■ Consigne: Rédigez la suite du texte sur la loi Matras et les nouvelles obligations des communes en reprenant après sa dernière phrase.

■ Texte fourni:
Dernière mise à jour le 9 septembre 2022

La loi n°2021-1520 du 25 novembre 2021 visant à consolider notre modèle de sécurité civile et valoriser le volontariat des sapeurs-pompiers et les sapeurs-pompiers professionnels (dite loi Matras) impose aussi de nouvelles obligations aux communes dans la gestion de crise. Tour d’horizon de ce qui change.

 [1]

Nouvelles obligations d’informations à la charge des communes

1° L’article 10 de la loi (modifie l’article L. 125-2 du code de l’environnement) contraint les communes exposées à au moins un risque majeur de contribuer à l’information par la mise à disposition du public des informations dont elles disposent. Jusqu’à présent, cette obligation ne s’appliquait qu’aux communes couvertes par un PPRN (plan de prévention des risques naturels).

Désormais dans les communes exposées à au moins un risque majeur, le maire doit communiquer à la population, par tout moyen approprié :
 les caractéristiques du ou des risques majeurs ;
 les mesures de prévention ;
 les modalités d’alerte et d’organisation des secours ;
 le cas échéant, les modalités de sauvegarde, en application de l’article L. 731-3 du code de la sécurité intérieure ;
 les garanties prévues à l’article L. 125-1 du code des assurances.

🔎Article L125-1 du code des assurances

« Les contrats d’assurance, souscrits par toute personne physique ou morale autre que l’Etat et garantissant les dommages d’incendie ou tous autres dommages à des biens situés en France, ainsi que les dommages aux corps de véhicules terrestres à moteur, ouvrent droit à la garantie de l’assuré contre les effets des catastrophes naturelles, dont ceux des affaissements de terrain dus à des cavités souterraines et à des marnières sur les biens faisant l’objet de tels contrats.

En outre, si l’assuré est couvert contre les pertes d’exploitation, cette garantie est étendue aux effets des catastrophes naturelles, dans les conditions prévues au contrat correspondant.

Sont considérés comme les effets des catastrophes naturelles, au sens du présent chapitre, les dommages matériels directs non assurables ayant eu pour cause déterminante l’intensité anormale d’un agent naturel, lorsque les mesures habituelles à prendre pour prévenir ces dommages n’ont pu empêcher leur survenance ou n’ont pu être prises.

L’état de catastrophe naturelle est constaté par arrêté interministériel qui détermine les zones et les périodes où s’est située la catastrophe ainsi que la nature des dommages résultant de celle-ci couverts par la garantie visée au premier alinéa du présent article. Cet arrêté précise, pour chaque commune ayant demandé la reconnaissance de l’état de catastrophe naturelle, la décision des ministres. Cette décision est ensuite notifiée à chaque commune concernée par le représentant de l’Etat dans le département, assortie d’une motivation. L’arrêté doit être publié au Journal officiel dans un délai de trois mois à compter du dépôt des demandes à la préfecture. De manière exceptionnelle, si la durée des enquêtes diligentées par le représentant de l’Etat dans le département est supérieure à deux mois, l’arrêté est publié au plus tard deux mois après la réception du dossier par le ministre chargé de la sécurité civile.

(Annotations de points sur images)

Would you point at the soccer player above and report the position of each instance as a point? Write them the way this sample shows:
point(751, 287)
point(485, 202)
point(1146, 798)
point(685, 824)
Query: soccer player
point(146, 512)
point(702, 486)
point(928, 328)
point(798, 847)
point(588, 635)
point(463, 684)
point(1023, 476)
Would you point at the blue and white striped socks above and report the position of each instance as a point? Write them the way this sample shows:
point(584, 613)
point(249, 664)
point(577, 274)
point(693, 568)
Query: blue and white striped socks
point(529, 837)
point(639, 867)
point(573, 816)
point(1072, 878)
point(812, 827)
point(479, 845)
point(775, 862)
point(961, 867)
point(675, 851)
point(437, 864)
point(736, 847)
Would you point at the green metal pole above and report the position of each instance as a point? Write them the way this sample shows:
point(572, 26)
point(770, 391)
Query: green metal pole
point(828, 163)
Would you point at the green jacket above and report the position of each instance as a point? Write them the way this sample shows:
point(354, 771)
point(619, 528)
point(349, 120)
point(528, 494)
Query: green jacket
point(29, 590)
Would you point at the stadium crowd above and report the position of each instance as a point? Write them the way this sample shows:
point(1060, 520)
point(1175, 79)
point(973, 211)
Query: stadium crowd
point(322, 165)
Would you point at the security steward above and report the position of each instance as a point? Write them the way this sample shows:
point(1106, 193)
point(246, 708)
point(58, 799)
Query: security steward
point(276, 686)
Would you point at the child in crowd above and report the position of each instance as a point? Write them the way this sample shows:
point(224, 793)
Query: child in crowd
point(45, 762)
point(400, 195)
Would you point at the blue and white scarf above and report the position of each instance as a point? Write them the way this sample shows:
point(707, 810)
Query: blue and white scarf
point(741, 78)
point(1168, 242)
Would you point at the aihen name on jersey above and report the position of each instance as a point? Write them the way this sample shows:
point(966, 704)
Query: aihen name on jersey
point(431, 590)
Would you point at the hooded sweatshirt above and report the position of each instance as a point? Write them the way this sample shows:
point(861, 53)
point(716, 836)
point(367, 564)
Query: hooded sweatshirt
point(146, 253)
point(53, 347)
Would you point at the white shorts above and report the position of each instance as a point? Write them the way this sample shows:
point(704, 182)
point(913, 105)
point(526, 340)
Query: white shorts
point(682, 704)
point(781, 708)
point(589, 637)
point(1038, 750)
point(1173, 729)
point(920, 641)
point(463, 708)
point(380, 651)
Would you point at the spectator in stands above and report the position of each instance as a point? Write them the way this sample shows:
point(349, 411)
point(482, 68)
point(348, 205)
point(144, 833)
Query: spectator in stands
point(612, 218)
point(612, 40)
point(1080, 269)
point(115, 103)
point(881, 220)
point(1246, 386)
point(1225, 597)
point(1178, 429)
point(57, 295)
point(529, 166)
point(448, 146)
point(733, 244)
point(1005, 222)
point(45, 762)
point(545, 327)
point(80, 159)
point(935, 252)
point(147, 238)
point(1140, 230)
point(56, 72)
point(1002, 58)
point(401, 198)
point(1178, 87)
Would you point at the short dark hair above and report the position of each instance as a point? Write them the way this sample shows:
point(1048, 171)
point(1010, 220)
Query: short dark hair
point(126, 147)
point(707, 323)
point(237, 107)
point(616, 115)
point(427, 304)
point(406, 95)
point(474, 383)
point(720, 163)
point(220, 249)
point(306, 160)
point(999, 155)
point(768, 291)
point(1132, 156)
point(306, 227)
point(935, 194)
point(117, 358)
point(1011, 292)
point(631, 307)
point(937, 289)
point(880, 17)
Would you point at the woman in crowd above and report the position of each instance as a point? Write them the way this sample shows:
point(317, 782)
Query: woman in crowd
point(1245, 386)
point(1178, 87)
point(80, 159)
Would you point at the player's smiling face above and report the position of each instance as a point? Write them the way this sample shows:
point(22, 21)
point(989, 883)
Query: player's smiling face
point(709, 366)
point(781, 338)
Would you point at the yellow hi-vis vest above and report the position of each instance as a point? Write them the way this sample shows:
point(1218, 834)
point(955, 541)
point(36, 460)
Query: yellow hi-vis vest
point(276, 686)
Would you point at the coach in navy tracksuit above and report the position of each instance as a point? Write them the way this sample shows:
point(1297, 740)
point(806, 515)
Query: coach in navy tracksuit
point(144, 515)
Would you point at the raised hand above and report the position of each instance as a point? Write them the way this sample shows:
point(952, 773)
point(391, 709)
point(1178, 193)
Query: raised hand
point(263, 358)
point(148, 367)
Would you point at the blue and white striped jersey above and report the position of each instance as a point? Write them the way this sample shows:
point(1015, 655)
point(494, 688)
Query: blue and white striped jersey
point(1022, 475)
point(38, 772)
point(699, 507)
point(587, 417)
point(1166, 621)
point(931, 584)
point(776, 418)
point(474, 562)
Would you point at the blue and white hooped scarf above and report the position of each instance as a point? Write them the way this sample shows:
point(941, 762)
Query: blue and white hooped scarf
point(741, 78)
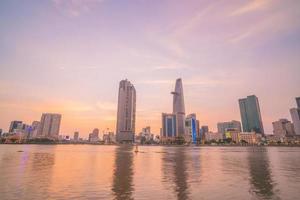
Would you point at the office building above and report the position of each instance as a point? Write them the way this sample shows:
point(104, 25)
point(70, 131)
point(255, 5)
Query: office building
point(191, 128)
point(49, 125)
point(298, 102)
point(178, 107)
point(283, 127)
point(94, 136)
point(169, 127)
point(125, 130)
point(232, 125)
point(295, 114)
point(76, 136)
point(15, 125)
point(35, 126)
point(250, 114)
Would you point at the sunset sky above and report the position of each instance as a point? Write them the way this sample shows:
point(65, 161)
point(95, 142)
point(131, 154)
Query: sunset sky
point(68, 56)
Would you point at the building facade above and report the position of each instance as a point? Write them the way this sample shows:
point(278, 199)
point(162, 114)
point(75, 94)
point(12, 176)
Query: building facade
point(125, 130)
point(295, 114)
point(15, 125)
point(250, 114)
point(178, 107)
point(76, 136)
point(283, 127)
point(191, 128)
point(169, 126)
point(49, 125)
point(232, 125)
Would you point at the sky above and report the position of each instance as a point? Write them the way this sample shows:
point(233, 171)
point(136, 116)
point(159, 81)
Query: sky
point(68, 56)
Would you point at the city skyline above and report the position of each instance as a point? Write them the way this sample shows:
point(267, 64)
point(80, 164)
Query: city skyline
point(67, 57)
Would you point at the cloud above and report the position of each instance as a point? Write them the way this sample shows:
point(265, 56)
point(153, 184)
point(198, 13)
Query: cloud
point(74, 8)
point(252, 6)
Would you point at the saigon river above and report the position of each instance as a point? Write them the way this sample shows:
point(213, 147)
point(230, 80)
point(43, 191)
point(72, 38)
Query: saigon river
point(155, 172)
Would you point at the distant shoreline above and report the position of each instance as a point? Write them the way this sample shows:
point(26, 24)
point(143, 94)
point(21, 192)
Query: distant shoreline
point(205, 145)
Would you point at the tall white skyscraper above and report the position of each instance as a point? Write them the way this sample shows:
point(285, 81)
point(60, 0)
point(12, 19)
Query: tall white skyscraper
point(295, 114)
point(178, 107)
point(125, 130)
point(49, 125)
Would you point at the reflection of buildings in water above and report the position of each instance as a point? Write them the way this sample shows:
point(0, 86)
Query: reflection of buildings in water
point(260, 173)
point(123, 173)
point(175, 171)
point(42, 168)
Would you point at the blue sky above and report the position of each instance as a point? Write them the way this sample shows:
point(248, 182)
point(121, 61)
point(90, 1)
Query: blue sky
point(68, 56)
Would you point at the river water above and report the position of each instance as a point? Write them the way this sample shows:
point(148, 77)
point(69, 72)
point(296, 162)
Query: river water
point(155, 172)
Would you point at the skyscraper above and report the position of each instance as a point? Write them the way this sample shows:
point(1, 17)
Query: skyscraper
point(298, 102)
point(283, 127)
point(49, 125)
point(76, 136)
point(15, 125)
point(178, 107)
point(125, 130)
point(169, 128)
point(224, 126)
point(191, 128)
point(295, 114)
point(250, 114)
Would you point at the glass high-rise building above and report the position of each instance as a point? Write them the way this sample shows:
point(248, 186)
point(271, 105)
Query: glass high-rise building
point(298, 102)
point(192, 128)
point(178, 107)
point(295, 114)
point(14, 125)
point(169, 126)
point(125, 130)
point(250, 114)
point(49, 125)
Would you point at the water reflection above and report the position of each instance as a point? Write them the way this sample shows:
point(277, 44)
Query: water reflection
point(123, 173)
point(260, 173)
point(175, 171)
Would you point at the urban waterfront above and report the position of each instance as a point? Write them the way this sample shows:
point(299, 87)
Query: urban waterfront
point(155, 172)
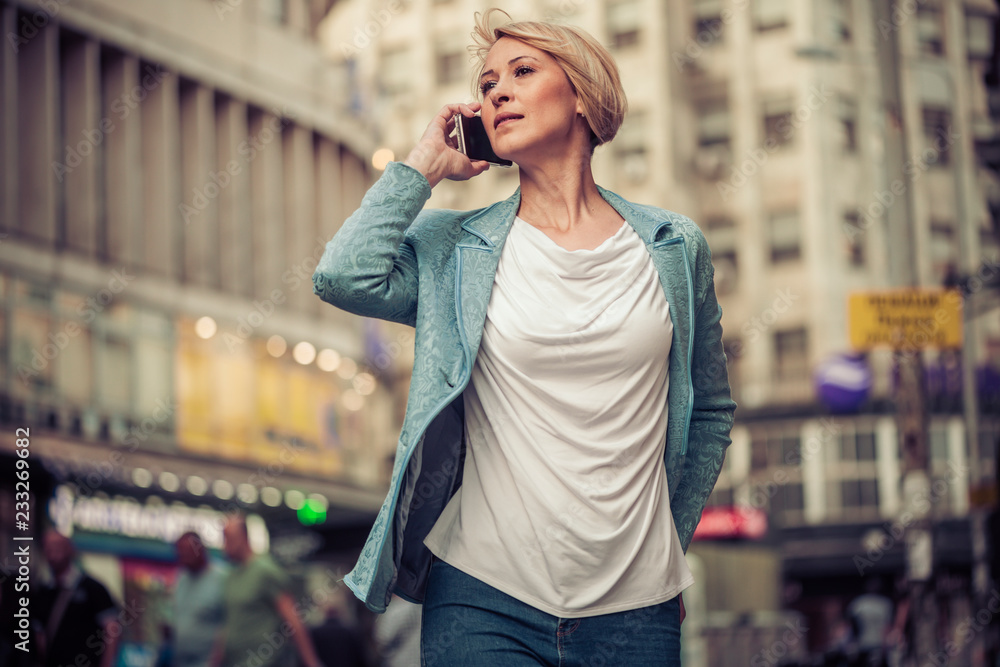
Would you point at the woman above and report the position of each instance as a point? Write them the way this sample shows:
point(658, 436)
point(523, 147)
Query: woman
point(569, 409)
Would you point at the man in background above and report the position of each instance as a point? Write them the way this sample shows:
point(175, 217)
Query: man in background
point(199, 609)
point(76, 613)
point(261, 623)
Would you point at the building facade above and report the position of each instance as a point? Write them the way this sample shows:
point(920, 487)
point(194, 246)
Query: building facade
point(171, 173)
point(765, 122)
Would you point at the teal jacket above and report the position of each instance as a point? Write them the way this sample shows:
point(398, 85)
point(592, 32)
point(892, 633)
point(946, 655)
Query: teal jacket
point(434, 270)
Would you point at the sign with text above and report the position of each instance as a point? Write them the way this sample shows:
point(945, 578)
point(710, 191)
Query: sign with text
point(905, 319)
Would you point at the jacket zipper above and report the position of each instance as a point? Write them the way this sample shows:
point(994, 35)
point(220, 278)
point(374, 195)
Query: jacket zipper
point(460, 387)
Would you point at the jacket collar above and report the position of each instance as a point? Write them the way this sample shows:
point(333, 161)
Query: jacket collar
point(492, 223)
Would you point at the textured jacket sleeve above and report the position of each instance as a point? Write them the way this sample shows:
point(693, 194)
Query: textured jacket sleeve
point(712, 414)
point(369, 268)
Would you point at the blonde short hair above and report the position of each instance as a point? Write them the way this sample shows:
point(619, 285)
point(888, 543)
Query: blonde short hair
point(590, 68)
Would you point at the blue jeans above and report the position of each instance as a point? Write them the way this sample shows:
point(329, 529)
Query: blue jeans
point(467, 623)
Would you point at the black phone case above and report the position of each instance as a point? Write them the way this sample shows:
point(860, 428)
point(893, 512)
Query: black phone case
point(474, 142)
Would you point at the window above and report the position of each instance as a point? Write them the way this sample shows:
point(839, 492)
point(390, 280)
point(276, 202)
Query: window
point(944, 250)
point(938, 437)
point(848, 113)
point(859, 494)
point(979, 35)
point(778, 126)
point(707, 21)
point(713, 123)
point(937, 137)
point(857, 446)
point(624, 21)
point(274, 10)
point(784, 232)
point(770, 14)
point(855, 236)
point(394, 69)
point(449, 66)
point(723, 241)
point(840, 19)
point(630, 147)
point(791, 354)
point(792, 498)
point(930, 30)
point(713, 127)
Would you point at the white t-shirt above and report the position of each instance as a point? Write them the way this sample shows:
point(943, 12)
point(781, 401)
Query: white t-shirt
point(564, 501)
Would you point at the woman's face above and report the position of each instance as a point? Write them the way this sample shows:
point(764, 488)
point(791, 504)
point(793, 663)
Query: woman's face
point(529, 107)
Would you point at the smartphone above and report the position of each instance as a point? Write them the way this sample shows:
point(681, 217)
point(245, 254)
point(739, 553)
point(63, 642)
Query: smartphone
point(474, 142)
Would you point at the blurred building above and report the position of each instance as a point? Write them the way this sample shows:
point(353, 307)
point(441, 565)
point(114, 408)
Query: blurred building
point(171, 173)
point(764, 122)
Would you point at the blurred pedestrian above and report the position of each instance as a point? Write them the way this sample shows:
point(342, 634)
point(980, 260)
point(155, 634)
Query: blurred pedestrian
point(568, 345)
point(339, 643)
point(78, 618)
point(262, 623)
point(871, 616)
point(397, 634)
point(199, 608)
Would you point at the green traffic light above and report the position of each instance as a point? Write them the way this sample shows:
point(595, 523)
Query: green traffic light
point(311, 513)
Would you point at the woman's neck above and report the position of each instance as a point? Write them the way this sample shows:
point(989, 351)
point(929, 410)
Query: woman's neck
point(560, 196)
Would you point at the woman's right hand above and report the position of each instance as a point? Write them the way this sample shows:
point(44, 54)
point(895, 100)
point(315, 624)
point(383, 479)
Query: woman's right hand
point(435, 155)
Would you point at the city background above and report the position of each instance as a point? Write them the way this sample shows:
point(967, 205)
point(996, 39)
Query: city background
point(171, 172)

■ Bonne réponse:
Aucune demande communale de reconnaissance de l’état de catastrophe naturelle ne peut donner lieu à une décision favorable de reconnaissance de l’état de catastrophe naturelle par arrêté interministériel lorsqu’elle intervient dix-huit mois après le début de l’événement naturel qui y donne naissance. Ce délai s’applique aux événements naturels ayant débuté après le 1er janvier 2007. Pour les événements naturels survenus avant le 1er janvier 2007, les demandes communales de reconnaissance de l’état de catastrophe naturelle doivent être déposées à la préfecture dont dépend la commune avant le 30 juin 2008.

Les cavités souterraines considérées peuvent être naturelles ou d’origine humaine. Dans ce dernier cas, sont exclus de l’application du présent chapitre les dommages résultant de l’exploitation passée ou en cours d’une mine. »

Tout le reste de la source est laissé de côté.